> YOUR GOAL:
Render every entry exactly as it appears.

— BEGIN SOURCE MATERIAL —

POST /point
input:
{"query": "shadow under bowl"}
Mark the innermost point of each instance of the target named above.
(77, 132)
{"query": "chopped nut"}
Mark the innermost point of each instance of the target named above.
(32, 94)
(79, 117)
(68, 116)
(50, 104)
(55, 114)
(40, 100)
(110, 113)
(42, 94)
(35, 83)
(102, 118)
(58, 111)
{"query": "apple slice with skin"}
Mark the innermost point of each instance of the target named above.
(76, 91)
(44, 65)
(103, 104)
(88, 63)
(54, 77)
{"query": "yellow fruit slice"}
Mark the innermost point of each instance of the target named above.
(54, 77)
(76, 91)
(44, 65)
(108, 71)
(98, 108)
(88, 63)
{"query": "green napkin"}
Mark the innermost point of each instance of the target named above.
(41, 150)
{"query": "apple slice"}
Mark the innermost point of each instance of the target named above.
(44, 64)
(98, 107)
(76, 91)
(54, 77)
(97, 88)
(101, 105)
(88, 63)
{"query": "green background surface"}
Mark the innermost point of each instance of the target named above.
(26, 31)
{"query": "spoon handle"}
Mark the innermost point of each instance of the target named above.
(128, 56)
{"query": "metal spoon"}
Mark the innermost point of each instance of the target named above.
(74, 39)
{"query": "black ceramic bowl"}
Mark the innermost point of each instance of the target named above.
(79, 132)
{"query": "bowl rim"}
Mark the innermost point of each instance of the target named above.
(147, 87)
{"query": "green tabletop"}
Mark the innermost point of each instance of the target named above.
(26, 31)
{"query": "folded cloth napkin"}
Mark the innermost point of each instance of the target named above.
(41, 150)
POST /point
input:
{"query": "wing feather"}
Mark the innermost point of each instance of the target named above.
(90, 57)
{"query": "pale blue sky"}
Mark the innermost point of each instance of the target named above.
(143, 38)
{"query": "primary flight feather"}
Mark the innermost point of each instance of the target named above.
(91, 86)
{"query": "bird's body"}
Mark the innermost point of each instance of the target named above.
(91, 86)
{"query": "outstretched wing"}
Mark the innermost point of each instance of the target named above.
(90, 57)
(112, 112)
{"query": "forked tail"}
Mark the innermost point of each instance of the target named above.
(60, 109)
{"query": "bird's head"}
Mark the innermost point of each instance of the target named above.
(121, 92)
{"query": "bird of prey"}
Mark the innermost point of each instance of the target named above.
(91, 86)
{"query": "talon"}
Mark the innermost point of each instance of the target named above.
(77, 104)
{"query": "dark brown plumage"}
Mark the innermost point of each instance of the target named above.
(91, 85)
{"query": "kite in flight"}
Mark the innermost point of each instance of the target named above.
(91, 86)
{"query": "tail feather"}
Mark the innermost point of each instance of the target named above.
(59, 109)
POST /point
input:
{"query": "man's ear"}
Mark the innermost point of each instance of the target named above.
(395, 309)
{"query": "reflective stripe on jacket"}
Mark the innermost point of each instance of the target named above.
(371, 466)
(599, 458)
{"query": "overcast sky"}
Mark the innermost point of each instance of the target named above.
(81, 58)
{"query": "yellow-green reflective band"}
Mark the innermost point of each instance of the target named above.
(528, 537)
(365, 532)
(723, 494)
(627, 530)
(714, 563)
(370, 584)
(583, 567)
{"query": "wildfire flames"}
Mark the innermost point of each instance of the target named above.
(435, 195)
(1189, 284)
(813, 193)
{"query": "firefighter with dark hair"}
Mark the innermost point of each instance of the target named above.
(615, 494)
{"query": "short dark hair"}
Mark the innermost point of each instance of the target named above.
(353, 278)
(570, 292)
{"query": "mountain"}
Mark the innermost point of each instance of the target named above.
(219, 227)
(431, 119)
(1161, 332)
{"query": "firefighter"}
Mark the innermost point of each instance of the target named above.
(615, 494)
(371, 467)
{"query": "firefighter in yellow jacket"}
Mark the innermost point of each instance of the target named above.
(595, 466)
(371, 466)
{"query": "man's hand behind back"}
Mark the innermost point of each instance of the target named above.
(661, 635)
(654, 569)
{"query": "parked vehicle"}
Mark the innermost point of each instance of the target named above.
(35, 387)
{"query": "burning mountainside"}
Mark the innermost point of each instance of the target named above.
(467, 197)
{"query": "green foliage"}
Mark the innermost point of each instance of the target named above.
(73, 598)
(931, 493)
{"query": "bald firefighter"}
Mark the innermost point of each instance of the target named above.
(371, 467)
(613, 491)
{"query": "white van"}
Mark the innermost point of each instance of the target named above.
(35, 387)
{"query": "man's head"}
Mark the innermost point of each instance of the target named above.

— END SOURCE MATERIAL —

> OUTPUT FOR THIS TASK:
POST /point
input:
{"query": "shadow under bowl"}
Mark the innermost point of each instance of the target named above.
(77, 132)
{"query": "chopped nut"}
Mark the innermost point of each instance of the target named above.
(32, 94)
(79, 117)
(68, 116)
(50, 104)
(55, 114)
(40, 100)
(110, 113)
(42, 94)
(35, 83)
(102, 118)
(58, 111)
{"query": "apple slice with skin"}
Mark the innermost point of each instance of the target named above.
(76, 91)
(44, 65)
(103, 104)
(88, 63)
(54, 77)
{"query": "yellow fruit slice"}
Mark the innermost point of each instance of the target named above.
(54, 77)
(76, 91)
(44, 65)
(108, 71)
(98, 108)
(88, 63)
{"query": "green napkin"}
Mark the innermost point of each instance of the target named above.
(41, 150)
{"query": "apple slice"}
Mark the innermost point of each instance of the target named above.
(44, 64)
(98, 107)
(76, 91)
(54, 77)
(97, 88)
(101, 105)
(88, 63)
{"query": "green background surface"}
Mark the innermost point of each instance of the target named above.
(26, 31)
{"query": "spoon handle"}
Mark the innermost point of each instance of the target named above.
(128, 56)
{"query": "metal spoon"}
Mark the innermost point of each instance of the target named above.
(74, 39)
{"query": "black ceramic bowl"}
Mark the innermost point of each instance of the target named above.
(79, 132)
{"query": "bowl rim"}
Mark the innermost point of each instance of the target named above.
(147, 87)
{"query": "green tabletop"}
Mark the innermost point of each instance of the target named above.
(26, 31)
{"query": "folded cloth napkin"}
Mark the innermost point of each instance of the target named above.
(41, 150)
POST /point
input:
{"query": "wing feather"}
Mark the innermost point of each instance of the target named above.
(90, 57)
{"query": "pale blue sky"}
Mark the innermost point of each instance of the target named above.
(143, 38)
{"query": "primary flight feather"}
Mark the innermost point of each instance of the target named above.
(91, 86)
{"query": "bird's body"}
Mark the innermost point of each instance of the target named above.
(91, 86)
{"query": "outstretched wing"}
Mark the innermost point of each instance of the target named above.
(90, 57)
(112, 112)
{"query": "forked tail"}
Mark the innermost point of each instance of the target named above.
(60, 109)
{"query": "bird's head"}
Mark the innermost point of each instance of the target named above.
(121, 92)
{"query": "bird of prey"}
Mark the innermost point of each instance of the target named above.
(91, 86)
{"query": "talon"}
Mark the innermost point of each instance of the target named above.
(77, 104)
{"query": "dark brown plumage"}
Mark the innermost point of each instance of the target named above.
(91, 85)
{"query": "kite in flight"}
Mark the innermost point of each instance of the target named above.
(91, 86)
{"query": "tail feather"}
Mark the innermost point of each instance of the target named above.
(59, 109)
POST /point
input:
{"query": "man's ear"}
Mark the innermost point of each instance of the target named above.
(395, 309)
{"query": "reflective stripe on jacket"}
Mark the innermost point of each instance of the target named above.
(371, 466)
(599, 458)
{"query": "overcast sky"}
Mark the innermost point of each instance of the target named above.
(81, 58)
{"query": "yellow-green reflective band"}
Mark the innermost point of each instance of the target named above.
(528, 537)
(365, 532)
(723, 494)
(627, 530)
(714, 563)
(370, 584)
(583, 567)
{"query": "wildfire flames"}
Mark the innermost point of each instance of the target named above.
(435, 195)
(1189, 284)
(813, 193)
{"query": "firefighter with dark hair"}
Mark the innermost point of each instance of the target named above.
(615, 494)
{"query": "short dark hair"}
Mark the innermost point of each instance of the target named above.
(353, 278)
(570, 292)
{"query": "mountain"}
Mark the innermost point of each instance of the target named above.
(219, 227)
(431, 119)
(1161, 332)
{"query": "firefighter"}
Mark the innermost point of each instance of the target named above.
(615, 494)
(371, 467)
{"query": "firefighter in yellow jacket"}
Mark the innermost point of each instance of the target named above.
(595, 466)
(371, 466)
{"query": "man's hand behind back"}
Mark the innermost point of each instance of the target named above.
(661, 635)
(654, 569)
{"query": "parked vehicle"}
Mark the innermost point of each instance of the target named above.
(35, 387)
{"query": "burning mountainside"}
Mark the innermost point of each instance of the target named above.
(467, 197)
{"query": "green foliage"}
Mark the innermost point of each instance of the target named above.
(73, 598)
(931, 493)
{"query": "bald firefighter"}
Mark the innermost point of each instance of the target named above.
(371, 467)
(613, 491)
{"query": "white van"}
Mark the innermost point of each instance of the target named above.
(35, 387)
{"query": "man's head"}
Mark the innermost point of each instance of the target named above.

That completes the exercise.